Brano del documento
______________________________

Un distacco traumatico dalla Corsica, lo scontro con una realtà sconosciuta, la complessione fisica, non imponente, l’accento straniero, il colorito olivastro tipico delle origini mediterranee gli costeranno lo scherno dei compagni. Ecco far breccia in lui momenti di depressione e l’idea della morte. Scrive: “Sempre solo in mezzo agli uomini, io rincaso per sognare con me stesso ed abbandonarmi a tutto l’impero della mia malinconia. Da che parte è rivolta oggi? Verso la morte. Nell’aurora dei miei giorni posso ancora sperare di vivere a lungo… Quale furore mi porta dunque a volere la mia distruzione? Senza dubbio, che fare in questo mondo? Dal momento che devo morire, non è lo stesso uccidersi?”. V. Criscuolo, Cit., pp.7-8.

Dalla sua condizione di isolamento si rifugia anche nella lettura: i classici, le grandi opere del teatro francese e autori settecenteschi, oltre che strategia militare, tecniche d’artiglieria e geografia. Una passione legata alla necessità di spaziare in un mondo tutto suo ma anche all’aspirazione di intraprendere la carriera di scrittore. Vocazione anche questa sentita come strumento per manifestare la sua frustrazione d’origine. Ecco quindi il grande sogno di una storia della Corsica per affermare con forza e imporre agli occhi dell’Europa i diritti dell’isola alla libertà e all’indipendenza. Ma nonostante numerosi tentativi, questi scritti non vedranno mai la luce.

______________________________

Cosa farai
1. Riporta il passo del brano partendo dalle parole "Un distacco traumatico" e fermandoti dopo "Criscuolo, Cit., pp.7-8.".
2. Elenca tutti i generi di letture in cui, secondo il brano, il giovane si rifugia.
3. Secondo il brano, quali diritti dell'isola voleva affermare la storia della Corsica?
I record provengono da un'altra fonte.

Record
______________________________

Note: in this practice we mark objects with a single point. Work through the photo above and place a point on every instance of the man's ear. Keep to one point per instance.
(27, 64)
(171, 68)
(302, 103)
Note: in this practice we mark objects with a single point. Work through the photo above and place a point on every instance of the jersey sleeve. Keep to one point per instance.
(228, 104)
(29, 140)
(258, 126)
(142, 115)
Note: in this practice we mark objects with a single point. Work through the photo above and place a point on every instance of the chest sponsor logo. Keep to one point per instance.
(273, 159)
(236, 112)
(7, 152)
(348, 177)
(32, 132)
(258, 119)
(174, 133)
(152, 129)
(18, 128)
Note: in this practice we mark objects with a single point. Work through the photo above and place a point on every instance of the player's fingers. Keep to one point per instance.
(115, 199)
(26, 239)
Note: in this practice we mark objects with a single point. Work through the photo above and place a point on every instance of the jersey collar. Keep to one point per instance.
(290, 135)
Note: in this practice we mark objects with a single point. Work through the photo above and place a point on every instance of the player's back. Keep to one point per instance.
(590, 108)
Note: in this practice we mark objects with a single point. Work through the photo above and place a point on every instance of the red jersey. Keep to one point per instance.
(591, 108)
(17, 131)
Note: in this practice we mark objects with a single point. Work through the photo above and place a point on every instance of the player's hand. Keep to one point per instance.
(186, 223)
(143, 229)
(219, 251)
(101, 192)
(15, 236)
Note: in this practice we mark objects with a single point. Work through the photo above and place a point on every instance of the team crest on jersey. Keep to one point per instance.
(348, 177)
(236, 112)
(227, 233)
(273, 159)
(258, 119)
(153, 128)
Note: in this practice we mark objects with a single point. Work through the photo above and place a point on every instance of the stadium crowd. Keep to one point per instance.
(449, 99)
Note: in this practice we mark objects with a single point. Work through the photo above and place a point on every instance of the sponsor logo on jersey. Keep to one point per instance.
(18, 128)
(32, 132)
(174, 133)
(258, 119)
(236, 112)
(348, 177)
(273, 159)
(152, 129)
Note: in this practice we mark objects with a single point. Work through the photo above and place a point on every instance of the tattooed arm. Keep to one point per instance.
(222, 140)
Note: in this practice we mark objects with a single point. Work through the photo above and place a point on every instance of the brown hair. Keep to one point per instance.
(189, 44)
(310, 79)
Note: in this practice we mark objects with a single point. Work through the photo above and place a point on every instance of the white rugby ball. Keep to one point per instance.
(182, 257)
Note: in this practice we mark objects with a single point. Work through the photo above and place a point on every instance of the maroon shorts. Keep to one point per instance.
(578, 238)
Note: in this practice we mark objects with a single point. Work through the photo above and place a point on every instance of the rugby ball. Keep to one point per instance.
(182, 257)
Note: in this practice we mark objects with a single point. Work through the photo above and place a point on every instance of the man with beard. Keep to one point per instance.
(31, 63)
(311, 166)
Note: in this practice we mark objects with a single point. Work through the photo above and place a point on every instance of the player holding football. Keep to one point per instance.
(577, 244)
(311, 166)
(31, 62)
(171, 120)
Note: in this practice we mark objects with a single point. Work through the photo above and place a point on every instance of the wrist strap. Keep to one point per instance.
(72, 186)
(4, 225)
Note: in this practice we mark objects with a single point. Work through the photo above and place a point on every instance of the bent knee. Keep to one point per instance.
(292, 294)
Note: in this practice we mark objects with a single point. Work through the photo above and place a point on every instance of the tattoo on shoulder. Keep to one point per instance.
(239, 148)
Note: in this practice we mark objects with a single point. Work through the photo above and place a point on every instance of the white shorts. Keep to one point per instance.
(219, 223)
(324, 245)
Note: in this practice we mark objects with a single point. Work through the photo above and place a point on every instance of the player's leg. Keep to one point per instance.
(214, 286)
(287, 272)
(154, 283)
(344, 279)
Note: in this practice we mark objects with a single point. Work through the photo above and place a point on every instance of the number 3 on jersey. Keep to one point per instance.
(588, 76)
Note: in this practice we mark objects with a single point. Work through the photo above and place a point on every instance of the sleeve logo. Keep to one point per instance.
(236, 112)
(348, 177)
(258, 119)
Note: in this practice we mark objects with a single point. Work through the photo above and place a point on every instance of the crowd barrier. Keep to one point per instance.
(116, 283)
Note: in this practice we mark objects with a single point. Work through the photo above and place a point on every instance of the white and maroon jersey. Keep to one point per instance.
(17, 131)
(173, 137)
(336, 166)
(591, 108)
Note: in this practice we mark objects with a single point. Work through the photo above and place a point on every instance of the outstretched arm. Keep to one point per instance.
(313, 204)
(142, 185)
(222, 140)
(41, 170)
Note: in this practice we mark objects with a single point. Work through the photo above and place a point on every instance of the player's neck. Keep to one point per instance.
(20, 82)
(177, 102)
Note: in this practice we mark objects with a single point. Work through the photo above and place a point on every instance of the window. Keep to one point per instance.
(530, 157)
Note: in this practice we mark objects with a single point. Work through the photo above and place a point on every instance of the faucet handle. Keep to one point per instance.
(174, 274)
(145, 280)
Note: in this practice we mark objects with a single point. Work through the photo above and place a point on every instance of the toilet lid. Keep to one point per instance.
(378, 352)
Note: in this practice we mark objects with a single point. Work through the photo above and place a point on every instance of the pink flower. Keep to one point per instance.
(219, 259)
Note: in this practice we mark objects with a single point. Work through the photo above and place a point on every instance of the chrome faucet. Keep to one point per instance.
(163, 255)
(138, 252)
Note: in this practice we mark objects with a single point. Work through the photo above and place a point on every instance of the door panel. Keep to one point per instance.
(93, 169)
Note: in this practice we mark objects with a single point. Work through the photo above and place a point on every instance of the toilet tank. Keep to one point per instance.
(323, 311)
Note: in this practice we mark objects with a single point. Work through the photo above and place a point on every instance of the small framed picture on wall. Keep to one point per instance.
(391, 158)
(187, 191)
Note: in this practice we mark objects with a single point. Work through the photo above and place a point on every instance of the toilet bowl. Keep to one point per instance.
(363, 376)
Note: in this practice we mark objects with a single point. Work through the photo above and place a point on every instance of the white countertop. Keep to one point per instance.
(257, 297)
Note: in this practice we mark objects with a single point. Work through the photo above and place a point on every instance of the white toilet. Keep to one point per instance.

______________________________

Esercizi risolti
1.
Un distacco traumatico dalla Corsica, lo scontro con una realtà sconosciuta, la complessione fisica, non imponente, l’accento straniero, il colorito olivastro tipico delle origini mediterranee gli costeranno lo scherno dei compagni. Ecco far breccia in lui momenti di depressione e l’idea della morte. Scrive: “Sempre solo in mezzo agli uomini, io rincaso per sognare con me stesso ed abbandonarmi a tutto l’impero della mia malinconia. Da che parte è rivolta oggi? Verso la morte. Nell’aurora dei miei giorni posso ancora sperare di vivere a lungo… Quale furore mi porta dunque a volere la mia distruzione? Senza dubbio, che fare in questo mondo? Dal momento che devo morire, non è lo stesso uccidersi?”. V. Criscuolo, Cit., pp.7-8.

2. I classici, le grandi opere del teatro francese, gli autori settecenteschi, la strategia militare, le tecniche d'artiglieria e la geografia.

3. I diritti dell'isola alla libertà e all'indipendenza.